■ **Entries**:
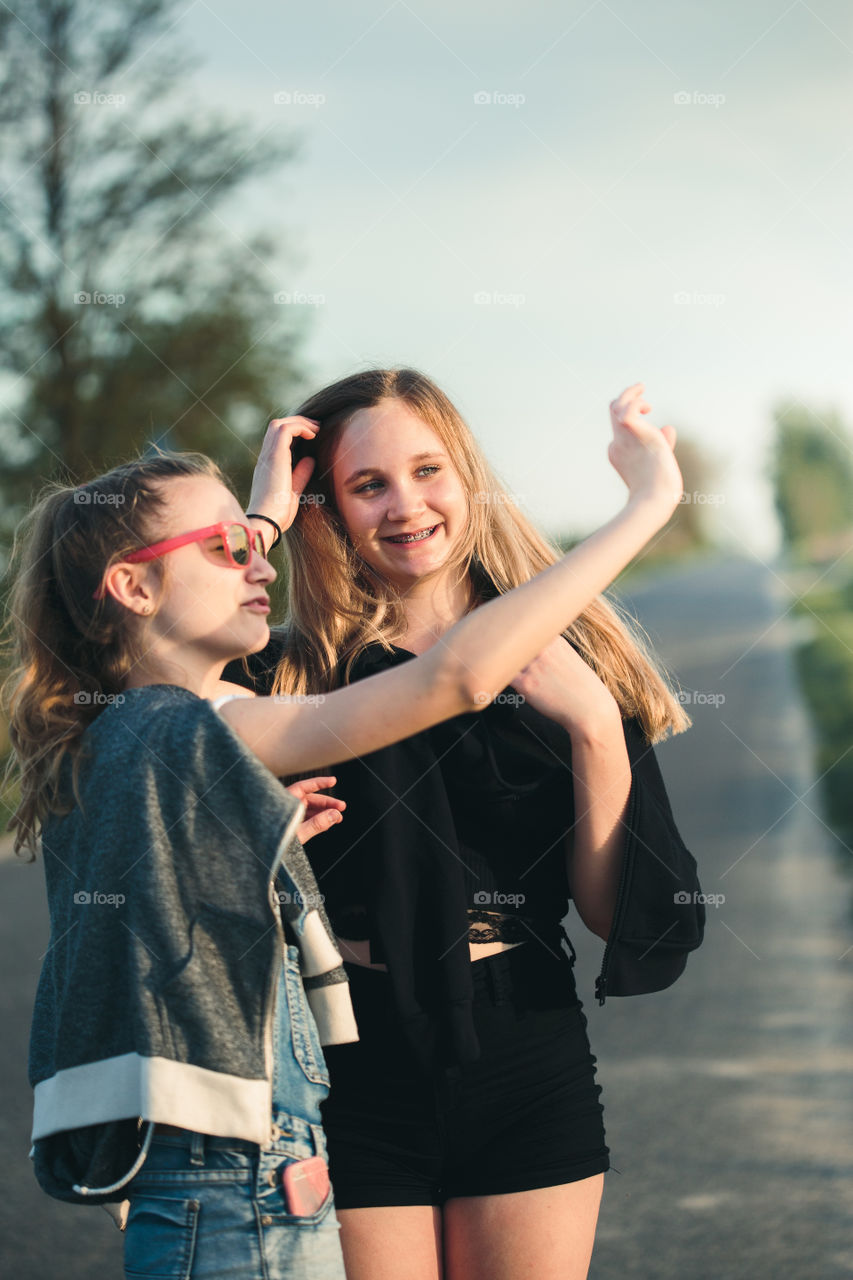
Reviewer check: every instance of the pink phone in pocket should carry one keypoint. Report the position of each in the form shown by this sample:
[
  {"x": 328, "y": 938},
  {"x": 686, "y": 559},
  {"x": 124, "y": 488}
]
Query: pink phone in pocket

■ **Exercise task**:
Copy the lines above word for word, omitting the picture.

■ **Answer in full**:
Reviewer check: every instance of the pink phone in pocket should carry one keypoint. Report the position of each in the form shown by this sample:
[
  {"x": 328, "y": 938},
  {"x": 686, "y": 559},
  {"x": 124, "y": 488}
]
Query: pink phone in pocket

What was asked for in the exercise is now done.